■ Teks Bacaan ■
────
Selasa, 18 April 2017





FALL: IBU, TENGOKLAN KAMI!
Analisa Narasi (Labov)
Atas Karya Mutaroh Akmal






1.      Abstraksi
Ragil adalah anak bungsu dari empat bersaudara dalam keluarga Pak Pandi (13). Sebagai seorang anak, ia sangat senang memiliki teman sepermainan. Teman sepermainannya adalah Suci yang rumahnya bersebelahan dengan rumah Ragil (10). Kehadiran Suci dalam keseharian Ragil sungguh memberikan suasana kasih sayang sebagai pengganti kasih sayang orang tuanya yang kadang jarang ditemui.
────
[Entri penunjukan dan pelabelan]
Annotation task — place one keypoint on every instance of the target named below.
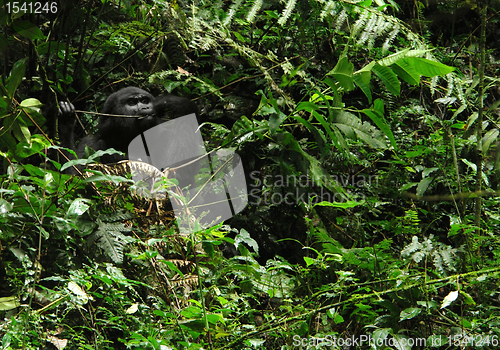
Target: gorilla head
(142, 112)
(129, 101)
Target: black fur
(116, 132)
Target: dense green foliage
(369, 136)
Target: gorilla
(142, 112)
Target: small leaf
(9, 303)
(389, 78)
(132, 309)
(409, 313)
(449, 299)
(343, 71)
(423, 185)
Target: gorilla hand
(66, 108)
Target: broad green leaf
(430, 68)
(389, 78)
(318, 136)
(379, 121)
(338, 319)
(9, 303)
(451, 297)
(405, 70)
(352, 126)
(343, 72)
(468, 298)
(28, 30)
(244, 237)
(423, 185)
(409, 313)
(16, 75)
(387, 61)
(132, 309)
(362, 79)
(309, 261)
(488, 139)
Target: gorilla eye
(132, 101)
────
■ Ringkasan Tugas 1 ■
Sebutkan semua nama tokoh yang muncul dalam analisis narasi tentang Ragil di atas.
■ Ringkasan Tugas 2 ■
Tuliskan lanjutan analisis narasi tentang Ragil, dimulai setelah kalimat terakhirnya.

■ Jawaban Tertulis 1 ■
Ragil, Pak Pandi, Suci

■ Jawaban Tertulis 2 ■
Pak Pandi dan Bu Pandi adalah orang yang sibuk sehingga mereka jarang sekali memiliki waktu untuk bercengkerama dengan keempat anak mereka (secara berurutan: Darma, Dewi, Meity dan Ragil). Bagi Ragil, ia merindukan kehadiran ayah dan ibunya seperti yang dialami oleh Suci. Keadaan tersebut membuatnya iri terhadap Suci, “Aku malah ingin seperti kamu, Ci” (9). Kebersamaan dengan kedua orang tua merupakan dambaan Ragil dan ketiga kakaknya. Namun karena pulang larut malam dan berangkat pagi-pagi buta, menyebabkan kejengkelan hati dalam diri mereka, yang salah satunya diungkapkan Meity, “Yaa… pulang nggak pulang kan sama saja. Nggak ada bedanya” (12). Bagi Ragil, perjumpaan dengan kedua orang tua merupakan sebuah kerinduan, “Padahal aku kan beneran pengen ketemu Bapak sama Ibu….”; “Buk…. Ragil kangen…. Pengen ditemenin tidur” (15).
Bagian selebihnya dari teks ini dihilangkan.